◆ Using the information ◆
1. Copy, word for word, the part of the spinal fracture abstract below that opens with the words containing "Ahmed El-Faramawy, Ayman" and closes with "subsequent serious disability.".
2. In the spinal fracture abstract below, over what period were the trauma registry data collected?
Segment Start: Passage shown
Ahmed El-Faramawy, Ayman El-Menyar, Ahmad Zarour, Kimball Maull, Jane Riebe, Krishna Kumar, John Mathew, Ashok Parchani, Hassan Al-Thani, Rifat Latifi
Journal of Emergencies, Trauma, and Shock 2012, 5 (4): 316-20

BACKGROUND: Motor vehicle crashes and falls account for most of the spine fractures with subsequent serious disability.

AIM: To define the incidence, causes, and outcome of spinal fractures.

MATERIALS AND METHODS: Data were collected retrospectively from trauma registry database of all traumatic spinal injuries admitted to the section of trauma surgery in Qatar from November 2007 to December 2009.
Segment End: Passage shown
Segment Start: Information shown
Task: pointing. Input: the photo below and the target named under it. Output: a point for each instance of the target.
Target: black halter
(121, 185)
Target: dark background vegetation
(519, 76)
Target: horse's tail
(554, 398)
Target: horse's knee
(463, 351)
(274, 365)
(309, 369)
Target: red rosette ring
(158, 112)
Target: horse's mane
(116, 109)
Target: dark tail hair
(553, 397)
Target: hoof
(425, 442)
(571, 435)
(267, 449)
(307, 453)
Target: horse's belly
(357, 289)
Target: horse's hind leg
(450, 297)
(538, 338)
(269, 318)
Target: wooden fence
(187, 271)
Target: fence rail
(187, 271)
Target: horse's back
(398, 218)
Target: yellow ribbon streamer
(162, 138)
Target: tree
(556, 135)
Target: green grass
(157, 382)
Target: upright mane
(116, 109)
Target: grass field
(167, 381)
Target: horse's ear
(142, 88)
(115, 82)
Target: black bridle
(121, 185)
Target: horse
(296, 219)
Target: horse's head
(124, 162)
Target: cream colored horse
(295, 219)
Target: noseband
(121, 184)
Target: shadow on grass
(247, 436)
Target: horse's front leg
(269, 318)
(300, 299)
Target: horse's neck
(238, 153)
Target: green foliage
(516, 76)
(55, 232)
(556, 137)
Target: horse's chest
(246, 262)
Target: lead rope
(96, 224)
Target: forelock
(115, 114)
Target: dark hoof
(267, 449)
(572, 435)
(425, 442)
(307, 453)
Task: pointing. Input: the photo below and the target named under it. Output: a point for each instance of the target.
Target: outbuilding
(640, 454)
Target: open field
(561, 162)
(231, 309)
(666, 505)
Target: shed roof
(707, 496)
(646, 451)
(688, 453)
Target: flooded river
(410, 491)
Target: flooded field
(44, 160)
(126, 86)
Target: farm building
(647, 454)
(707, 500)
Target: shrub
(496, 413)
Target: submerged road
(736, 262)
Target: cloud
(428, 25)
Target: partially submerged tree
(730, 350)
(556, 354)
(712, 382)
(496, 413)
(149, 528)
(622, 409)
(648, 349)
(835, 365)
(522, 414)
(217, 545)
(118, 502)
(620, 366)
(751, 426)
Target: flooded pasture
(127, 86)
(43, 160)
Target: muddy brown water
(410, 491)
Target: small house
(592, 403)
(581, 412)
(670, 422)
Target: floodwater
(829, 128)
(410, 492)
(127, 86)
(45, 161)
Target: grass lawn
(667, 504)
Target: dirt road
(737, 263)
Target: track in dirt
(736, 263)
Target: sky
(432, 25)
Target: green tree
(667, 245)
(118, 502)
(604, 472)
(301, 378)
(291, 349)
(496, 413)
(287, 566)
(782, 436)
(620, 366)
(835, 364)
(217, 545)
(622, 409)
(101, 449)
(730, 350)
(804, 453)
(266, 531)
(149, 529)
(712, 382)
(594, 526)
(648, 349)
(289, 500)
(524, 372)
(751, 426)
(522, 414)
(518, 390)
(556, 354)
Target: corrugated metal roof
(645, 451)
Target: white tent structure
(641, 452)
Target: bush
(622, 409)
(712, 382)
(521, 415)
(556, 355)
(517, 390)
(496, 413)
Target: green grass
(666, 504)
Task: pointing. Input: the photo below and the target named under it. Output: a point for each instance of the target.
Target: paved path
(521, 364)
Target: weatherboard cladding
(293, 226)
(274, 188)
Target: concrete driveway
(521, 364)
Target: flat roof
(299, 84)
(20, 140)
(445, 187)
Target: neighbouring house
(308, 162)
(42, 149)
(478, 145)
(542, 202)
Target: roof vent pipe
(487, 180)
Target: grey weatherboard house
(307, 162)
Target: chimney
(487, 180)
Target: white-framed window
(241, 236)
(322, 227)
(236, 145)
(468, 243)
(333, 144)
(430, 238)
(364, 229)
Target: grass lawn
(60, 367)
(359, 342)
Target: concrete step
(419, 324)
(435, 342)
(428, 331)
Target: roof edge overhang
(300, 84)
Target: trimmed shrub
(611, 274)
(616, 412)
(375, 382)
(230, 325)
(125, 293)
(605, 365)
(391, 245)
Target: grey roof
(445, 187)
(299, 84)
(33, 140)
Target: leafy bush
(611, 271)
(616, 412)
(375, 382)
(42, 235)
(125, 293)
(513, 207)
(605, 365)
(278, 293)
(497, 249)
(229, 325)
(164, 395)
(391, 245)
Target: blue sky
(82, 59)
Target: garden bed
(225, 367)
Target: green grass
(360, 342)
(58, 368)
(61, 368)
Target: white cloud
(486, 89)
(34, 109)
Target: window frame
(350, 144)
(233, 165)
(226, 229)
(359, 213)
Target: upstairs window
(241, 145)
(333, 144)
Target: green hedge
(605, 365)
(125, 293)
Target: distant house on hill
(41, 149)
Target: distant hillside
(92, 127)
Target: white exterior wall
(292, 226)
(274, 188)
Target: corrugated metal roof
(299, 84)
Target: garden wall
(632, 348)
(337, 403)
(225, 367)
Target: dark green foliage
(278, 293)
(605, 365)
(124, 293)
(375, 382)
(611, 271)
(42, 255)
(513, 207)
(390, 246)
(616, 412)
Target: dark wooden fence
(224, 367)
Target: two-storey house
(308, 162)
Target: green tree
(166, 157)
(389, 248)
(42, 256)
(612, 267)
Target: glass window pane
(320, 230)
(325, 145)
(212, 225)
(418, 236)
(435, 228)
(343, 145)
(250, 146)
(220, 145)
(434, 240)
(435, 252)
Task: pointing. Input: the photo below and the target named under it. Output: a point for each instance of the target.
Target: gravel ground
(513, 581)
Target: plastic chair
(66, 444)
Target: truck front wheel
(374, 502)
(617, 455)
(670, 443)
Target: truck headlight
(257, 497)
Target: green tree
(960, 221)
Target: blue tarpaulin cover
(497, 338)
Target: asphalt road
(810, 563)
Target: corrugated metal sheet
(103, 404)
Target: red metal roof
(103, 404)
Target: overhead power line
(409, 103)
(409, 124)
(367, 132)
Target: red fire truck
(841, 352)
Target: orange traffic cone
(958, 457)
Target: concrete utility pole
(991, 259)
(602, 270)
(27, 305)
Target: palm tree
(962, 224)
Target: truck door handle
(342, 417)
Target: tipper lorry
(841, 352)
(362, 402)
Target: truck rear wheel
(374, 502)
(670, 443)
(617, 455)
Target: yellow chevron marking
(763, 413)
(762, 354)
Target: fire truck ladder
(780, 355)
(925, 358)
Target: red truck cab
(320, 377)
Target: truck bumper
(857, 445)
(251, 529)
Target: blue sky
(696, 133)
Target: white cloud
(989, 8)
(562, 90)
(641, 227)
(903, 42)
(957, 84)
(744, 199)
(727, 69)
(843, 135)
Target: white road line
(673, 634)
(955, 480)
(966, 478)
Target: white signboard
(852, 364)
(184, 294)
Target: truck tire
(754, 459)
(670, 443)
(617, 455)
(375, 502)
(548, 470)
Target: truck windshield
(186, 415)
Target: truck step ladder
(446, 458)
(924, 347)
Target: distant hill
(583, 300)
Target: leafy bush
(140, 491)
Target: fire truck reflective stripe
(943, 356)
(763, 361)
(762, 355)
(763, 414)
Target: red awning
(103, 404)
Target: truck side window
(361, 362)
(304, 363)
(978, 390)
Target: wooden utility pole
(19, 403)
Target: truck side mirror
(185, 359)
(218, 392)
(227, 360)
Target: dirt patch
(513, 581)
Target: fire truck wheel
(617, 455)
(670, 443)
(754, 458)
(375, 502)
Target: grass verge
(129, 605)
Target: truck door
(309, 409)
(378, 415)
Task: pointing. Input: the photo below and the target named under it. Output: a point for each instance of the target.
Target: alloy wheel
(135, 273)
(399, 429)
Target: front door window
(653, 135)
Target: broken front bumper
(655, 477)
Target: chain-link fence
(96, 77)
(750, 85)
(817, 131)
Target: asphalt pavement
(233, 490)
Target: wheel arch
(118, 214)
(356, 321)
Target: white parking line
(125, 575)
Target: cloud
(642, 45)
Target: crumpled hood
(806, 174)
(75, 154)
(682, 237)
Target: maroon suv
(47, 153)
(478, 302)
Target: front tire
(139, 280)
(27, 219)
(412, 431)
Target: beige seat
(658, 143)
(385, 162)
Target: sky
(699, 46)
Segment End: Information shown
◆ Written responses ◆
1.
Ahmed El-Faramawy, Ayman El-Menyar, Ahmad Zarour, Kimball Maull, Jane Riebe, Krishna Kumar, John Mathew, Ashok Parchani, Hassan Al-Thani, Rifat Latifi
Journal of Emergencies, Trauma, and Shock 2012, 5 (4): 316-20

BACKGROUND: Motor vehicle crashes and falls account for most of the spine fractures with subsequent serious disability.

2. From November 2007 to December 2009.